## [The problem]
From the items below, pull out each line containing the word "water", treating uppercase and lowercase letters as distinct.

## [Supplied records]
= = = = =

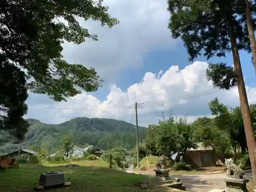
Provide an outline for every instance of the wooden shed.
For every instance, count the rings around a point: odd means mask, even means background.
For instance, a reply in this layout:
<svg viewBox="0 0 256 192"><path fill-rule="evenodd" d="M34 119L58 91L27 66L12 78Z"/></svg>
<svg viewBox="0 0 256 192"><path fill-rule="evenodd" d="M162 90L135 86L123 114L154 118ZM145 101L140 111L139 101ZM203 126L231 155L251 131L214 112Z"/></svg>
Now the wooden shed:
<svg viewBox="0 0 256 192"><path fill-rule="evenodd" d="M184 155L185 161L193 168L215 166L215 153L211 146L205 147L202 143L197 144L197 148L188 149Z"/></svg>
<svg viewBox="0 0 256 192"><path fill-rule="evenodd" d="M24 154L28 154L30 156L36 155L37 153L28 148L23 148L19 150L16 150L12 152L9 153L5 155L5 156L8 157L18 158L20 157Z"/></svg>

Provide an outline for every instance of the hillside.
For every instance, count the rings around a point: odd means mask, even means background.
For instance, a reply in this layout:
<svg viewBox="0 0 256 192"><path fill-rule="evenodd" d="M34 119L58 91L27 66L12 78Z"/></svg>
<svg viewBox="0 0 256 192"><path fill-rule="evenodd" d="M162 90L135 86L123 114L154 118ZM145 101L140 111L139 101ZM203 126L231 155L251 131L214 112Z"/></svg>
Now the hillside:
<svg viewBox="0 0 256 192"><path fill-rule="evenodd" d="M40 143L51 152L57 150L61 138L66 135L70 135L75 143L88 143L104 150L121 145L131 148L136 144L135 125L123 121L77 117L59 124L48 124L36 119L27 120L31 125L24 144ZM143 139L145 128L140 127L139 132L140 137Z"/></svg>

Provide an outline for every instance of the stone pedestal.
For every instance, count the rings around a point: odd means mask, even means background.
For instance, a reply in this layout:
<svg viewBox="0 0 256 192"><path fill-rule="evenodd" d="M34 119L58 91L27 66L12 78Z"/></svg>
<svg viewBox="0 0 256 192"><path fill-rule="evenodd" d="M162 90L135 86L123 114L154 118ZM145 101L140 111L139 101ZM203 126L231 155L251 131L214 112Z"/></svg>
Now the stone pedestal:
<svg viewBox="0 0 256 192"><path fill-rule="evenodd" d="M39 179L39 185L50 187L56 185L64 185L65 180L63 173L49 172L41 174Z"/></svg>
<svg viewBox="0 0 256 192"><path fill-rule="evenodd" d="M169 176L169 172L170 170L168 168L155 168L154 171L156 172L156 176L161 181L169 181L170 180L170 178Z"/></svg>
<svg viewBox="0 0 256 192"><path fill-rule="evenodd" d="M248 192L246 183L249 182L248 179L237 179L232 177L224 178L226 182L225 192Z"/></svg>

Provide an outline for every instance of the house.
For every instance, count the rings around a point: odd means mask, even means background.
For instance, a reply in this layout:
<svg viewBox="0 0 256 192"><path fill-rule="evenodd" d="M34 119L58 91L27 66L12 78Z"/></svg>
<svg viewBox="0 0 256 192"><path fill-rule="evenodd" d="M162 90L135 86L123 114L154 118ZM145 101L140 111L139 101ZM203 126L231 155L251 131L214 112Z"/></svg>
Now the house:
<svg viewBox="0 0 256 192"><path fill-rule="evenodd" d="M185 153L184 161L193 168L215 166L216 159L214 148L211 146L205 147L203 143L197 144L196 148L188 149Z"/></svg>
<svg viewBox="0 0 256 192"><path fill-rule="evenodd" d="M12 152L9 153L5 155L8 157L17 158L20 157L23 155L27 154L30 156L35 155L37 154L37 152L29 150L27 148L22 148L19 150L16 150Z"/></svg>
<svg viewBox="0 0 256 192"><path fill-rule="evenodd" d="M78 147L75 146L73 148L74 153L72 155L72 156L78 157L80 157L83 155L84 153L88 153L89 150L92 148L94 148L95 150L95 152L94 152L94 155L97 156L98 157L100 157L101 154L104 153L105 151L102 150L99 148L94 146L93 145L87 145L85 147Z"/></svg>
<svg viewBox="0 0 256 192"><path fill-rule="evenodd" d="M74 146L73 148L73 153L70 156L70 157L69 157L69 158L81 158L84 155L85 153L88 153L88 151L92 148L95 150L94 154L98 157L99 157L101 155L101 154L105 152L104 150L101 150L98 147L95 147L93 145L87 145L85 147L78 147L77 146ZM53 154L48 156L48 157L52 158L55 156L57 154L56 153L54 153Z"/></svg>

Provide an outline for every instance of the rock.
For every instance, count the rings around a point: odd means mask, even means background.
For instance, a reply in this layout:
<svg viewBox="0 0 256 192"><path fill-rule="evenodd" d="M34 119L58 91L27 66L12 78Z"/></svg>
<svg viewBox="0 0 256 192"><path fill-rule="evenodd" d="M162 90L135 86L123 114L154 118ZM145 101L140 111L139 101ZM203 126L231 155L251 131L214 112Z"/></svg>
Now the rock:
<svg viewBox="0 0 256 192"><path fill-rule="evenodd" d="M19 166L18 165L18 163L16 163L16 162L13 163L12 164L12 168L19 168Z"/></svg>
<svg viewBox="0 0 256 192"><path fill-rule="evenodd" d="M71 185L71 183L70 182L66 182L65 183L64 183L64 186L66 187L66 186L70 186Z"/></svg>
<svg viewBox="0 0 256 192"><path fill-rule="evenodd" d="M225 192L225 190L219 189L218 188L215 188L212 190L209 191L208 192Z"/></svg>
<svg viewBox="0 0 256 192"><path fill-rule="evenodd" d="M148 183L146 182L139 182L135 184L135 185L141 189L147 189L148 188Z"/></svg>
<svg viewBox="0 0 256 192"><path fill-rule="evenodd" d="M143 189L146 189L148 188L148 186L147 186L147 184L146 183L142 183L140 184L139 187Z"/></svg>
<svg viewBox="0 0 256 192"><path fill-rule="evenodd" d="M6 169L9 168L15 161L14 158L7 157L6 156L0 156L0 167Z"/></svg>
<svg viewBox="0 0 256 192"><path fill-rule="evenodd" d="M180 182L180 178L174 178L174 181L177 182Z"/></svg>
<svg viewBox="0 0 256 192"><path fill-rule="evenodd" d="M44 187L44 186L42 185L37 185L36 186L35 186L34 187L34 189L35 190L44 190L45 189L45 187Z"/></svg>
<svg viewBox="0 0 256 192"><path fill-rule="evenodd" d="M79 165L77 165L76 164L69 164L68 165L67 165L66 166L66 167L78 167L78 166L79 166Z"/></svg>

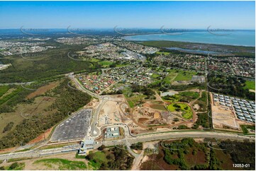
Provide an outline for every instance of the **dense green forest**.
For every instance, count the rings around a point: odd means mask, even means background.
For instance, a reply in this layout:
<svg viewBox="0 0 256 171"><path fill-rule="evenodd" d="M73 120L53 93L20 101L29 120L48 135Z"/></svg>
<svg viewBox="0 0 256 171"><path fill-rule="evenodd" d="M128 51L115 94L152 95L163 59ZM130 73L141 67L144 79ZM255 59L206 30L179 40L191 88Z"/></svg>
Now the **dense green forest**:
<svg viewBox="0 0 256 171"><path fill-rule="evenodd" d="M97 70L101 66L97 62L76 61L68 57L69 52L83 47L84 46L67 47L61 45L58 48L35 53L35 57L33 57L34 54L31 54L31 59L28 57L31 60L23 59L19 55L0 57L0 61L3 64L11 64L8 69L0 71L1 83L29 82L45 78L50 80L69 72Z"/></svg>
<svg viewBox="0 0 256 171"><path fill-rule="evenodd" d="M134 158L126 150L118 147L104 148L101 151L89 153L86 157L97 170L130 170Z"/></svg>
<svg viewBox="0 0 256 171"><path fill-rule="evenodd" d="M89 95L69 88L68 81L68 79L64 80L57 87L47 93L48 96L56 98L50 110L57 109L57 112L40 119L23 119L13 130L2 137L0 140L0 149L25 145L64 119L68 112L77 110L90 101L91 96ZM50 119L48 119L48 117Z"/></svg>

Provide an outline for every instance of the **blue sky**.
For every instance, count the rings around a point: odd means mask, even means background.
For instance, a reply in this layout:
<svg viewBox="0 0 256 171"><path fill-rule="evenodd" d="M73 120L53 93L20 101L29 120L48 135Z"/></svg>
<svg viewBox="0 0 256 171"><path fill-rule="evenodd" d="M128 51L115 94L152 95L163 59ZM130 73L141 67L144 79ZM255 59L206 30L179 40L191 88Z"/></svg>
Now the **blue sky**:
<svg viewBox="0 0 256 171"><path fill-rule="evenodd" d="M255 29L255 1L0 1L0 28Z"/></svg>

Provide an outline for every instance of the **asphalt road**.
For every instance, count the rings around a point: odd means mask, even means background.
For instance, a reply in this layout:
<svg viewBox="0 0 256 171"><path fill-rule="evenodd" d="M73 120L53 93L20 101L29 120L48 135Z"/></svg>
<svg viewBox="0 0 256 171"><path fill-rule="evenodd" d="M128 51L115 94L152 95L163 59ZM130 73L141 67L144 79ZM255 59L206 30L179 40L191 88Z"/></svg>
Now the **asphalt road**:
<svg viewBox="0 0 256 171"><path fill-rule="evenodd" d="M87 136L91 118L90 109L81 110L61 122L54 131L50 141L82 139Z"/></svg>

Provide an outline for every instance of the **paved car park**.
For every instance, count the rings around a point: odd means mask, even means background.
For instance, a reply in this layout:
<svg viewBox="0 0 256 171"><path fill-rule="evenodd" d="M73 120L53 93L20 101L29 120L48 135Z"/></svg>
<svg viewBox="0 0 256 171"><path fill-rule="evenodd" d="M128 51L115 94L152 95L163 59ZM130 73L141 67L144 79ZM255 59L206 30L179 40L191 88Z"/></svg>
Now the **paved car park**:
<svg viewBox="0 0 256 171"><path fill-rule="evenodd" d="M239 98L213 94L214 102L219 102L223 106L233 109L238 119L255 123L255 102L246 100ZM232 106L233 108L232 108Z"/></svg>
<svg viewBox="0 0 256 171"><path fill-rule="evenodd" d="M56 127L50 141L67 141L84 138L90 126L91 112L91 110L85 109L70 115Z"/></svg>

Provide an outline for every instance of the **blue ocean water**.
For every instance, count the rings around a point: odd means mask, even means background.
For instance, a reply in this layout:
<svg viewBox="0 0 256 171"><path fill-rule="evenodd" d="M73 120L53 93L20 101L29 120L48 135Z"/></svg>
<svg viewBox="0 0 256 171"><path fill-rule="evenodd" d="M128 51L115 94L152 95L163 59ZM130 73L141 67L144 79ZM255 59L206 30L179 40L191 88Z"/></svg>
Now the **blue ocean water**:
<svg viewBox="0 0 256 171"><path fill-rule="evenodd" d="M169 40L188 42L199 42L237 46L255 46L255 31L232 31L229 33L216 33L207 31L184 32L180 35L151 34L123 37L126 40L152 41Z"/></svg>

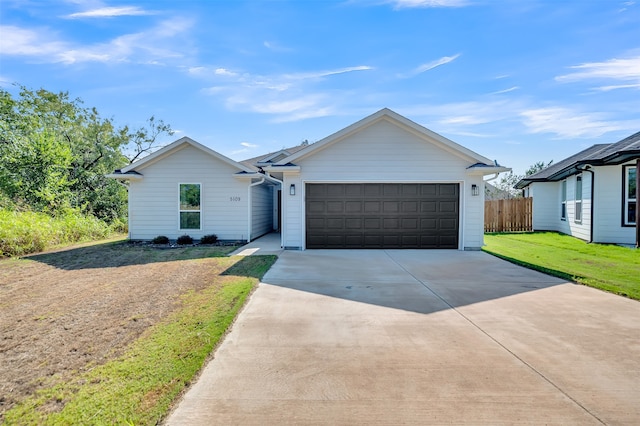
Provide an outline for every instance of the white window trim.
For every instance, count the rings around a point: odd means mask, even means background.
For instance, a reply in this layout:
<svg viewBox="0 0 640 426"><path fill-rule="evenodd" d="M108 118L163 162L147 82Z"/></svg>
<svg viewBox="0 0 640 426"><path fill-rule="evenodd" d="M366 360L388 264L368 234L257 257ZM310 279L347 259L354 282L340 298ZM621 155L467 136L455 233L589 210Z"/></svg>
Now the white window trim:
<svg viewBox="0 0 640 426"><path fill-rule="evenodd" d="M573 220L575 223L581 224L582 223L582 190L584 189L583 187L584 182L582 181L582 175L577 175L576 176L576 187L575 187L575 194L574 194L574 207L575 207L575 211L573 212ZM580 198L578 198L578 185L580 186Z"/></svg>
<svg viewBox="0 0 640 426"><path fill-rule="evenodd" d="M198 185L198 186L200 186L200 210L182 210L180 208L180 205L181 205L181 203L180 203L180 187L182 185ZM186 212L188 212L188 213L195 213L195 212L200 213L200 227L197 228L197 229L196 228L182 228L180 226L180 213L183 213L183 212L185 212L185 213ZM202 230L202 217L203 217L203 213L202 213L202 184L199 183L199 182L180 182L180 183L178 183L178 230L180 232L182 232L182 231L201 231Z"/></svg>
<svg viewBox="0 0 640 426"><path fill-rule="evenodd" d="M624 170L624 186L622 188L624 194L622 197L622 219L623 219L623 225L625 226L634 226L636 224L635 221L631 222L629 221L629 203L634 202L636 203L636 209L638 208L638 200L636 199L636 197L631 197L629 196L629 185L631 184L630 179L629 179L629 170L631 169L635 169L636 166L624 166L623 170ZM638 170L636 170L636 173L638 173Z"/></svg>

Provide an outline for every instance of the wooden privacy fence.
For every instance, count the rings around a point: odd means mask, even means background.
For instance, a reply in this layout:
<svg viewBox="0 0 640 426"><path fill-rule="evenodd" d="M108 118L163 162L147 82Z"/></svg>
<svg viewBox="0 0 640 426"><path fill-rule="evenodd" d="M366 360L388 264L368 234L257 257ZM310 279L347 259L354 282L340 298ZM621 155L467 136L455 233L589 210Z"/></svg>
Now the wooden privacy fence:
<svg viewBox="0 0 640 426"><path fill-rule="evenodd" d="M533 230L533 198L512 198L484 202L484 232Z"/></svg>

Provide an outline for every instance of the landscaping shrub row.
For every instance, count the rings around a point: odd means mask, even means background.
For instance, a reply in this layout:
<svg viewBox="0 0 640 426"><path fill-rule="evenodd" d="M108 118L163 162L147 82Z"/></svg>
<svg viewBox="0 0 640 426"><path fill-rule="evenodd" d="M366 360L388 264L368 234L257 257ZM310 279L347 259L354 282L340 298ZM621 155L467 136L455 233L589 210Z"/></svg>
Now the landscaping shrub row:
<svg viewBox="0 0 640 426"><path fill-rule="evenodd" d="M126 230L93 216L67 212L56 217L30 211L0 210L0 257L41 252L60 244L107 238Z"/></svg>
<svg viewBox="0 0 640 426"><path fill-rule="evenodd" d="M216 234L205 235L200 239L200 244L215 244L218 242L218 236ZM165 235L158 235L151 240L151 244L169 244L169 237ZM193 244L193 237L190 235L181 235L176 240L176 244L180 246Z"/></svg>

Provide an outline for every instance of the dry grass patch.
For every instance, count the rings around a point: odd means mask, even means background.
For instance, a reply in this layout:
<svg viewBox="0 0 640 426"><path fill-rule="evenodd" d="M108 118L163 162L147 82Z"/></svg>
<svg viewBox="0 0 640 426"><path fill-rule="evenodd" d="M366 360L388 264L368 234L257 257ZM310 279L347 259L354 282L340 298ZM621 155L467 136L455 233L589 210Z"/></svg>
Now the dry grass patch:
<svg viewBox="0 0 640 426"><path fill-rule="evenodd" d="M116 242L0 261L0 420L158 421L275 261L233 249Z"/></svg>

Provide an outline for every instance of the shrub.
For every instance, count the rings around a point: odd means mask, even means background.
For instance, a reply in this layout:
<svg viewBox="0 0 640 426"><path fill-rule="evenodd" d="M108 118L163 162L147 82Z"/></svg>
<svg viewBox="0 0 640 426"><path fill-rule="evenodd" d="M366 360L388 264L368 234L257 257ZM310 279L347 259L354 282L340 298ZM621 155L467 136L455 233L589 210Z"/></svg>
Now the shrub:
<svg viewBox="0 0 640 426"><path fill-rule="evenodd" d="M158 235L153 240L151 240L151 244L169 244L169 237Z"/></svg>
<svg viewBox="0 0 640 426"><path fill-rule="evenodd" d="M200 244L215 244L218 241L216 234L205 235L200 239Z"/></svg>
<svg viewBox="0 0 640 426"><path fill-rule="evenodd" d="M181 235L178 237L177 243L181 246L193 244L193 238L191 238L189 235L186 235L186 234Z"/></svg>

= = = = =

## [Complete response]
Provide an outline for every instance of the **blue ocean water**.
Now the **blue ocean water**:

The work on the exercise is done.